Dataset entries
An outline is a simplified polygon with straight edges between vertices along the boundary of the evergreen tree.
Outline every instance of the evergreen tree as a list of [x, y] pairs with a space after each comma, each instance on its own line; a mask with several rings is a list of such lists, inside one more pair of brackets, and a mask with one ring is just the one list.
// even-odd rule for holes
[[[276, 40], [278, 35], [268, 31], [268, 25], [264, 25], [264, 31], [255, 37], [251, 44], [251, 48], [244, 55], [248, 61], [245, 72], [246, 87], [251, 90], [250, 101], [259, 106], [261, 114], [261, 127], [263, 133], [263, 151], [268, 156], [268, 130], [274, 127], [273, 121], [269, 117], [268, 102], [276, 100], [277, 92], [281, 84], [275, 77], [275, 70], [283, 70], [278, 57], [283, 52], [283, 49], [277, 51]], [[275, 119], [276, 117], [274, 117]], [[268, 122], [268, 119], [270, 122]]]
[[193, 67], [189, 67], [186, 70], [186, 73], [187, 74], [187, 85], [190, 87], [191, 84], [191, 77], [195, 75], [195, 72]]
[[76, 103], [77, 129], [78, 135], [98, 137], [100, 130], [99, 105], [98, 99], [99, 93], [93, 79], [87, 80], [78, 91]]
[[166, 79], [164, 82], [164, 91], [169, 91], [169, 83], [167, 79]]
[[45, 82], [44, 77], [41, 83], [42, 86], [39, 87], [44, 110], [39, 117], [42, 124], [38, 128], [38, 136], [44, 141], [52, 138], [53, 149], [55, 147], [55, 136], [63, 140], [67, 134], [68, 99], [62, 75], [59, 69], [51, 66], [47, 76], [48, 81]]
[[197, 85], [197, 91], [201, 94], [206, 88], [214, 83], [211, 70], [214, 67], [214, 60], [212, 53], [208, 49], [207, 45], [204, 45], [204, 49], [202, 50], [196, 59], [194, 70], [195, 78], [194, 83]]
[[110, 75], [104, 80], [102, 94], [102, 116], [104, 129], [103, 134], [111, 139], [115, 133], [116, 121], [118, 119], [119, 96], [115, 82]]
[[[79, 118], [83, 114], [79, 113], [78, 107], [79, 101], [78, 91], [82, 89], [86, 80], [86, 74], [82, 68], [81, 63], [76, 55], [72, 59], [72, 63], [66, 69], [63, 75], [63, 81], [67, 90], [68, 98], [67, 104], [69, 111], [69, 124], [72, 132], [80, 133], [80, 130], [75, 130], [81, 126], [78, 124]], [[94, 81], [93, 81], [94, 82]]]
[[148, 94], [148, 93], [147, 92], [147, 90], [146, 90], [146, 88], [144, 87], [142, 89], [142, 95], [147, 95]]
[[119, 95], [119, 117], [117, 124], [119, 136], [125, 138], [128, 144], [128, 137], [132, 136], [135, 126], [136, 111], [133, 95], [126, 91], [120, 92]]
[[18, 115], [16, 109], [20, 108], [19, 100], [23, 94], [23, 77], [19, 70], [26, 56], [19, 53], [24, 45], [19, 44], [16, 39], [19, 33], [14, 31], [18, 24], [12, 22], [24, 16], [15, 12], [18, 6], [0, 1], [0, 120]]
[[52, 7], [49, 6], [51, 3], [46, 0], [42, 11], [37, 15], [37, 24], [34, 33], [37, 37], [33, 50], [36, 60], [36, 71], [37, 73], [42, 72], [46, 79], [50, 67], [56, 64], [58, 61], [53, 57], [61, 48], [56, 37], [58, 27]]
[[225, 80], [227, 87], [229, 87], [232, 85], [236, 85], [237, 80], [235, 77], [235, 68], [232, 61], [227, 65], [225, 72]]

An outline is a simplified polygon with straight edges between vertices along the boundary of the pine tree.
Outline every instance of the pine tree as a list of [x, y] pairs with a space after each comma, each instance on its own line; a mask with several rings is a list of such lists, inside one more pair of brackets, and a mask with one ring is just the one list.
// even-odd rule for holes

---

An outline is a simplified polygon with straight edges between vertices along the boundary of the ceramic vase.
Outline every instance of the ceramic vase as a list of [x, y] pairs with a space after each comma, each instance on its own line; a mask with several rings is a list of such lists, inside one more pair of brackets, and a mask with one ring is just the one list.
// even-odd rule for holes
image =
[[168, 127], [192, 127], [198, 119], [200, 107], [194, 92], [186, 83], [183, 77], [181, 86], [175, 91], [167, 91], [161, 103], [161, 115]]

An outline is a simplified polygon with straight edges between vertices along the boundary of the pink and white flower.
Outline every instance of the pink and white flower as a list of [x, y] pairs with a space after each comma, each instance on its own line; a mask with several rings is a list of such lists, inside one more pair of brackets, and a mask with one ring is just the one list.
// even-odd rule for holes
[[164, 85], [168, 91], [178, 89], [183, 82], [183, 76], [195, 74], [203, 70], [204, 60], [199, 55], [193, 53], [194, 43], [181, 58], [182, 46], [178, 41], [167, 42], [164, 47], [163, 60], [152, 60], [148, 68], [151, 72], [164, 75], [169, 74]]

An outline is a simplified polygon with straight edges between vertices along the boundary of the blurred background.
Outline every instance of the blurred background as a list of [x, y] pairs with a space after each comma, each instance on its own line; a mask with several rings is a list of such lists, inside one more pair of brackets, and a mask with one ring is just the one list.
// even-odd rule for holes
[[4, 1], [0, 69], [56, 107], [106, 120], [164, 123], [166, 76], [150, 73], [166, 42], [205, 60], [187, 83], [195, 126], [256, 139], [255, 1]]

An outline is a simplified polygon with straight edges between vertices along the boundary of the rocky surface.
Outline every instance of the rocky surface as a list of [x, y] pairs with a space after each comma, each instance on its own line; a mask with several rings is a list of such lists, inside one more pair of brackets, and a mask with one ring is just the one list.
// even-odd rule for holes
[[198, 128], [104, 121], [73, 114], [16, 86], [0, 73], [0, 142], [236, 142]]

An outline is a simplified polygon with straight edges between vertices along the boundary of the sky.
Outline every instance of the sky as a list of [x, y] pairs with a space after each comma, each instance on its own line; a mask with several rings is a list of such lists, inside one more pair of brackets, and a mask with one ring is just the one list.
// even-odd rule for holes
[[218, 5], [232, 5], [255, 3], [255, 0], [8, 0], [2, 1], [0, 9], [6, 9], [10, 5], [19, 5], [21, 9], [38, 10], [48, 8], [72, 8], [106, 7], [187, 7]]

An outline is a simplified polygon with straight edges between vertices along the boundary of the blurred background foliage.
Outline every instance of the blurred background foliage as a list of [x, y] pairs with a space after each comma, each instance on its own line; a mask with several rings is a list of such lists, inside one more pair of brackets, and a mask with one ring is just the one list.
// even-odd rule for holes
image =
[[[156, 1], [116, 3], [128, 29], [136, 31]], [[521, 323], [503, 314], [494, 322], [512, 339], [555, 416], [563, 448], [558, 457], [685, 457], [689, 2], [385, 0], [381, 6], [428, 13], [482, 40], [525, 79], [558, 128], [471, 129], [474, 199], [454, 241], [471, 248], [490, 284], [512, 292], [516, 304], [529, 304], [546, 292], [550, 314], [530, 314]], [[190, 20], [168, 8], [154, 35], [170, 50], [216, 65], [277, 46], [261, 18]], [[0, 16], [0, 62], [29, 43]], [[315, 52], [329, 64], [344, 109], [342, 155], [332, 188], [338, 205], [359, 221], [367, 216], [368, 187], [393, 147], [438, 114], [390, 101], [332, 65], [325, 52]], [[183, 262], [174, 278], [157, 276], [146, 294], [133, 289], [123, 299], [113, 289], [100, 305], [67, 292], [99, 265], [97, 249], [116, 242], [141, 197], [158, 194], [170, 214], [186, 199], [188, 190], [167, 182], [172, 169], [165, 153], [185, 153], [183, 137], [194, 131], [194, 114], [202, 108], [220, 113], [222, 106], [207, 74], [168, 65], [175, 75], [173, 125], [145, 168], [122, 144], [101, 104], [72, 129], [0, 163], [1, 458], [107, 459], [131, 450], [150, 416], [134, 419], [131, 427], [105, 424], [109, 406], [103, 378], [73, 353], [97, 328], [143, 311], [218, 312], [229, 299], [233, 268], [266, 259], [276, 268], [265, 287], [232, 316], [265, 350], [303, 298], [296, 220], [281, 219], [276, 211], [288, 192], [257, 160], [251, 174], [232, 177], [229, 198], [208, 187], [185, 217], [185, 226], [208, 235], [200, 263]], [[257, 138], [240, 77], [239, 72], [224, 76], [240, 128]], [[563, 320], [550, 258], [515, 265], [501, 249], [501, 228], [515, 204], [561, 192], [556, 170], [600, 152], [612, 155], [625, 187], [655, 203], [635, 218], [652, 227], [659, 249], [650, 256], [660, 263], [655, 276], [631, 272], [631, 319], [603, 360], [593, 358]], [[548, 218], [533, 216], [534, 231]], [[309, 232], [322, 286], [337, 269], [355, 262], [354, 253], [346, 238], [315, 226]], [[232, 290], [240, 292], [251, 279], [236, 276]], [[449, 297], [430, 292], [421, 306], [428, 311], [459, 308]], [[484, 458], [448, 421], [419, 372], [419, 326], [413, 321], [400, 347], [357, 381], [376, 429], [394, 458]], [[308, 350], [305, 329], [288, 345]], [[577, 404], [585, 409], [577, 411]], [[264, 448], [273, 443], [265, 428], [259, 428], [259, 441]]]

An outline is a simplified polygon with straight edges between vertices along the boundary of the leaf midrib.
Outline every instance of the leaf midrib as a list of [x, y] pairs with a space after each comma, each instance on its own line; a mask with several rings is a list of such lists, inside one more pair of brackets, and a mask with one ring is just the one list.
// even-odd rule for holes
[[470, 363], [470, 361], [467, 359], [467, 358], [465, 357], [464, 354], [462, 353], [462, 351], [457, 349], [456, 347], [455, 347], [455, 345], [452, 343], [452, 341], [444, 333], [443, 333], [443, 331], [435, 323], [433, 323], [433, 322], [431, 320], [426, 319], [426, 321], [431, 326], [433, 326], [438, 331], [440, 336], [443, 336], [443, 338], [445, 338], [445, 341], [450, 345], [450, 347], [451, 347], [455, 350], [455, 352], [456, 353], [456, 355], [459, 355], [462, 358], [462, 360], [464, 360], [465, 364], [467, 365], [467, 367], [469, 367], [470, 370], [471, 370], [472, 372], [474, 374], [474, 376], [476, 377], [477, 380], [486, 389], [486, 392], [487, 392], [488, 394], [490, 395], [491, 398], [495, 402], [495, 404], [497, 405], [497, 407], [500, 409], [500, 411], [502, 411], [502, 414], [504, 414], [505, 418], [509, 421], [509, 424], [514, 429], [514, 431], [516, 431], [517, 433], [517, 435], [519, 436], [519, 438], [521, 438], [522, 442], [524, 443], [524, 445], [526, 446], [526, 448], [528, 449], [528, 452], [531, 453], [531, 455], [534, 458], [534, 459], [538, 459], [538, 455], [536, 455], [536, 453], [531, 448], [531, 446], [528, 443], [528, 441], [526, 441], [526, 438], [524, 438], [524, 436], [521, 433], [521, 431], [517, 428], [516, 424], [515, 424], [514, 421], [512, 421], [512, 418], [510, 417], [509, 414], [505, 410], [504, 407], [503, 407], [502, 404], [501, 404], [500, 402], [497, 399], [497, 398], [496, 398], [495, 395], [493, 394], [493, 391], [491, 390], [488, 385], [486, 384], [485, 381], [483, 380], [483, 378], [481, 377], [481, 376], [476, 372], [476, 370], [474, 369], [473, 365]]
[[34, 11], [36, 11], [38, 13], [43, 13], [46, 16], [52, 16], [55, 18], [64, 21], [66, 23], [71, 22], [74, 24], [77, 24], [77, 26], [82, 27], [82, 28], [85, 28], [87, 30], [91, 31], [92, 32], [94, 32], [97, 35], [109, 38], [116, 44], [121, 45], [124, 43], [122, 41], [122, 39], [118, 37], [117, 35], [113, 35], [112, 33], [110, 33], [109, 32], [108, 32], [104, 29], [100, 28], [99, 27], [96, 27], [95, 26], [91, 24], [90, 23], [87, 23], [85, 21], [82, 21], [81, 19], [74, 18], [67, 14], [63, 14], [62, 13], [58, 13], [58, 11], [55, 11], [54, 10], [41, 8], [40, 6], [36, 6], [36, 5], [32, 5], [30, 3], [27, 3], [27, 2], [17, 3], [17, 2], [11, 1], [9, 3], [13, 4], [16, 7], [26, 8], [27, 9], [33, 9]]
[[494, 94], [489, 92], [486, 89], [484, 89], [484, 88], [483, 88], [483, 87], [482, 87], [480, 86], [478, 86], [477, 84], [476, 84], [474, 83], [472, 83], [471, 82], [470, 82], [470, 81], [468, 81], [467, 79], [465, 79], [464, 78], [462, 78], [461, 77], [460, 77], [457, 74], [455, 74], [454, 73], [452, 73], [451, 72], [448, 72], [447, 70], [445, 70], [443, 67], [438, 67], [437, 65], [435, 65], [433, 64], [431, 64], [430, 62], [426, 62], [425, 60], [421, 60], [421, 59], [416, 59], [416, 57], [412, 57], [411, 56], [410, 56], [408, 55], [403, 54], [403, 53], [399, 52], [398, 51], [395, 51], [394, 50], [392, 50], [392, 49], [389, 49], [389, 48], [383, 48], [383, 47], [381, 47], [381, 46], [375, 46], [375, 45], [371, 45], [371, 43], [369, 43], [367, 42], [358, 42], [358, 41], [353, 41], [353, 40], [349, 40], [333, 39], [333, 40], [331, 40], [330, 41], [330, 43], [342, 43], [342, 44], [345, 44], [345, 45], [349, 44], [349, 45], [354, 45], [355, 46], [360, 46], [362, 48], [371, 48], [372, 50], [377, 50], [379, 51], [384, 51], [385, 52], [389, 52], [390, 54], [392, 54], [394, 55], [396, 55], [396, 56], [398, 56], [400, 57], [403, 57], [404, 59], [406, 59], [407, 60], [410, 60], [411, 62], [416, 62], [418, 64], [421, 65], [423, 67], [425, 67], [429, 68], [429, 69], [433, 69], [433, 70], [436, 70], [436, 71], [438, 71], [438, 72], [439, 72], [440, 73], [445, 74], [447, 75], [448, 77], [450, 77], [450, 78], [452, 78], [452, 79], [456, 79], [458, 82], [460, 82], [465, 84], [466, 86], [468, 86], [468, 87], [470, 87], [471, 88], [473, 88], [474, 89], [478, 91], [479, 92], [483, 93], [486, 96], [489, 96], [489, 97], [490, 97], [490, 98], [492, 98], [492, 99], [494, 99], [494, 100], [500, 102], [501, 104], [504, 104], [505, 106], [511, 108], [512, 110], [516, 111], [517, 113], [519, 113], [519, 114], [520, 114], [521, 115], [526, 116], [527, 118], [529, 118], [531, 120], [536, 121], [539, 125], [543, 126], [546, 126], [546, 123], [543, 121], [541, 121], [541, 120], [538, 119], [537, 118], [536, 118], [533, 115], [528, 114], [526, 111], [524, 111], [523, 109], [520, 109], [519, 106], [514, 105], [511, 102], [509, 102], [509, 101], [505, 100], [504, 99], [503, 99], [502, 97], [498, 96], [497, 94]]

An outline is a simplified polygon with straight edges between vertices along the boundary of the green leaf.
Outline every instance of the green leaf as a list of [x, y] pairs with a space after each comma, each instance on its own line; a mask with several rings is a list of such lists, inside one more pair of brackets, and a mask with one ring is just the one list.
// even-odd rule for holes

...

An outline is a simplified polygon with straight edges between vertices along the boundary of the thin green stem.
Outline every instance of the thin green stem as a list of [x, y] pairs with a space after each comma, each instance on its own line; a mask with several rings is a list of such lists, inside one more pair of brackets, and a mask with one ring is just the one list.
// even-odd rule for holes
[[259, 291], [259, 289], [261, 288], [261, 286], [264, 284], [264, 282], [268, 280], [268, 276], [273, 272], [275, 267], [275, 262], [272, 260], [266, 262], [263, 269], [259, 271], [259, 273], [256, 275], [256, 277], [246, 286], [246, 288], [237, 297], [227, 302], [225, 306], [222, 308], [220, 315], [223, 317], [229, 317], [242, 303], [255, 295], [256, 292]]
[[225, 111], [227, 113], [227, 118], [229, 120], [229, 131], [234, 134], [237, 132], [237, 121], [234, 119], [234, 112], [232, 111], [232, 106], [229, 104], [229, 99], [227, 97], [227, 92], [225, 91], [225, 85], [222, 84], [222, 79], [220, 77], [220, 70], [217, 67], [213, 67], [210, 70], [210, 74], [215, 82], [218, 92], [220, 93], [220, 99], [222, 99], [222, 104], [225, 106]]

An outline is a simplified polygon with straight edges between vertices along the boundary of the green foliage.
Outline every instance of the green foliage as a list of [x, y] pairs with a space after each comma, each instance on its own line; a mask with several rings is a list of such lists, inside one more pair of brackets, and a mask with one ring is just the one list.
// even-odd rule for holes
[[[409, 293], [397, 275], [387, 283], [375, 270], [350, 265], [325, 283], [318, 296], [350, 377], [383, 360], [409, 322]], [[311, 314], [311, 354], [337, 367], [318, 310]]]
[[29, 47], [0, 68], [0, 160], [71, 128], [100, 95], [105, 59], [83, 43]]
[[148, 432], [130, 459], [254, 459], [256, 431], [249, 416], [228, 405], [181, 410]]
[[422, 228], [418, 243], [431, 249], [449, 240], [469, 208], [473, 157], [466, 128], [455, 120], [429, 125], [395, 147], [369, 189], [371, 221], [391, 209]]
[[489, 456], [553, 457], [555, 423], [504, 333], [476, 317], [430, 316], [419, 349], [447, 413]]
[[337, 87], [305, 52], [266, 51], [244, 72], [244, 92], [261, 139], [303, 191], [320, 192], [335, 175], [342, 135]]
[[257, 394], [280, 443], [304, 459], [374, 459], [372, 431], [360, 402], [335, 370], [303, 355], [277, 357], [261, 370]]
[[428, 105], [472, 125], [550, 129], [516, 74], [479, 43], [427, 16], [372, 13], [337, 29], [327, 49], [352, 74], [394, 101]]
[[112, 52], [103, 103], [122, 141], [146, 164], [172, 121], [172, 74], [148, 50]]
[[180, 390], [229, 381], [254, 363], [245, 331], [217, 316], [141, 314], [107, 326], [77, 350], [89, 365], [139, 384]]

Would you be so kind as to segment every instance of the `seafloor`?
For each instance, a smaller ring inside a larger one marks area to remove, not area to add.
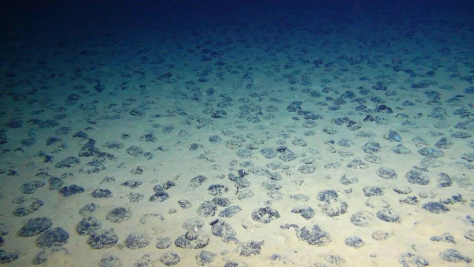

▶ **EXERCISE GOAL**
Copy the lines of the material above word for word, starting at the line with "the evergreen tree." and ending at the line with "119], [270, 122]]]", including both of those lines.

▶ **FINISHED EXERCISE**
An outline is a simplified polygon with straight edges between vertices along the boundary of the evergreen tree.
Outline every instance of the evergreen tree as a list of [x, y] pairs with a space after each comma, each instance on its own line; a mask with several rings is a list of such lists, inside one more pair of brackets, and a mask with one ring is just the one list.
// even-odd rule for holes
[[[276, 40], [278, 35], [268, 31], [268, 25], [264, 25], [264, 31], [255, 37], [251, 44], [251, 48], [244, 55], [248, 61], [245, 72], [246, 87], [251, 90], [250, 101], [259, 106], [261, 114], [261, 127], [263, 133], [263, 151], [268, 156], [268, 130], [274, 127], [273, 121], [269, 117], [268, 102], [276, 100], [277, 92], [281, 84], [275, 77], [275, 70], [283, 70], [278, 57], [283, 52], [283, 49], [277, 51]], [[275, 119], [276, 117], [274, 117]], [[268, 122], [268, 119], [270, 122]]]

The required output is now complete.